Give back the full listing verbatim, apart from its images.

■ ■ ■ ■ ■

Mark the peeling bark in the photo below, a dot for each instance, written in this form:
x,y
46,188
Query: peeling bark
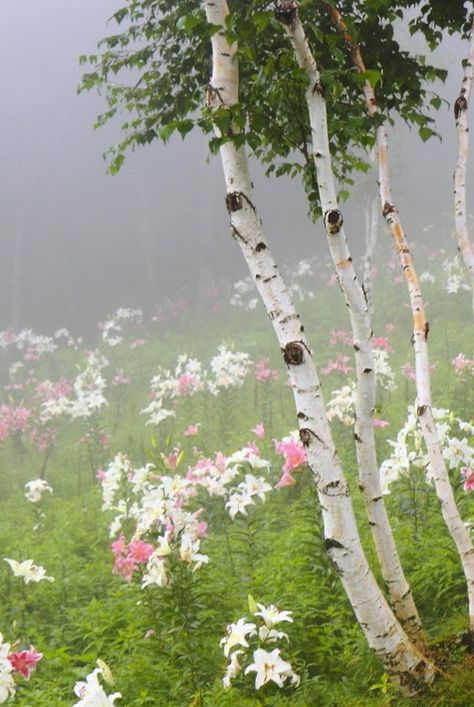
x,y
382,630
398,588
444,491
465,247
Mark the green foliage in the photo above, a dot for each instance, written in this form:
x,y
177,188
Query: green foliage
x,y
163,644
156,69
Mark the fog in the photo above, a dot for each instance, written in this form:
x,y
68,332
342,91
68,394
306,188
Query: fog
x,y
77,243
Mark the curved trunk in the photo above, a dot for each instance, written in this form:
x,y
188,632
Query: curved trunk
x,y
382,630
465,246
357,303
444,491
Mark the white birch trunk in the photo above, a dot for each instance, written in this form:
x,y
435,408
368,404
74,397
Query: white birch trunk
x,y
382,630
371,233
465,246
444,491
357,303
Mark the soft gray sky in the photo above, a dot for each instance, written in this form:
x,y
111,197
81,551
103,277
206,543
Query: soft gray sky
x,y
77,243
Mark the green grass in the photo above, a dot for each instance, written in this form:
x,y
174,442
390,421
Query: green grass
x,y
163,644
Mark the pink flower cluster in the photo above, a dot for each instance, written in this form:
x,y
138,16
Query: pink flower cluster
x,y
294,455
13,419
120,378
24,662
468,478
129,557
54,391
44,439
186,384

■ ■ ■ ■ ■

> Solution to this exercise
Mark the peeling bark in the photo below, a dot for each instance, written in this form:
x,y
46,188
Query: peeling bark
x,y
382,630
398,588
444,491
465,247
Mark the green foliage in the photo above, a dot for each instance, written in this form:
x,y
177,188
Query: green foliage
x,y
163,644
156,69
Mark the fog in the photo above, a dot for each instance, written in this form:
x,y
68,332
342,91
68,394
306,188
Query: fog
x,y
77,243
Mark the curved trunk in the photo above, a dot for each instance, written in this form:
x,y
188,632
Query: curved trunk
x,y
382,630
465,246
357,303
444,491
Mark the white birch trunk in the photo above, a dot for each instance, written in this form:
x,y
435,408
368,404
74,397
Query: white birch trunk
x,y
382,630
371,233
465,246
444,491
357,303
Mark the soft gray sky in the photo above, a dot for each instance, written in this form:
x,y
111,197
81,551
103,277
206,543
Query: soft gray sky
x,y
77,243
Mark the green grass in the photo above, a dot for each instance, written in this form:
x,y
174,442
390,421
Query: green grass
x,y
163,644
Mark the pink flower cluster in the photo above, a dot for each instance, written in this form:
x,y
138,16
Query: pink flower cluster
x,y
294,455
13,419
120,378
24,662
468,478
129,557
54,391
44,439
186,384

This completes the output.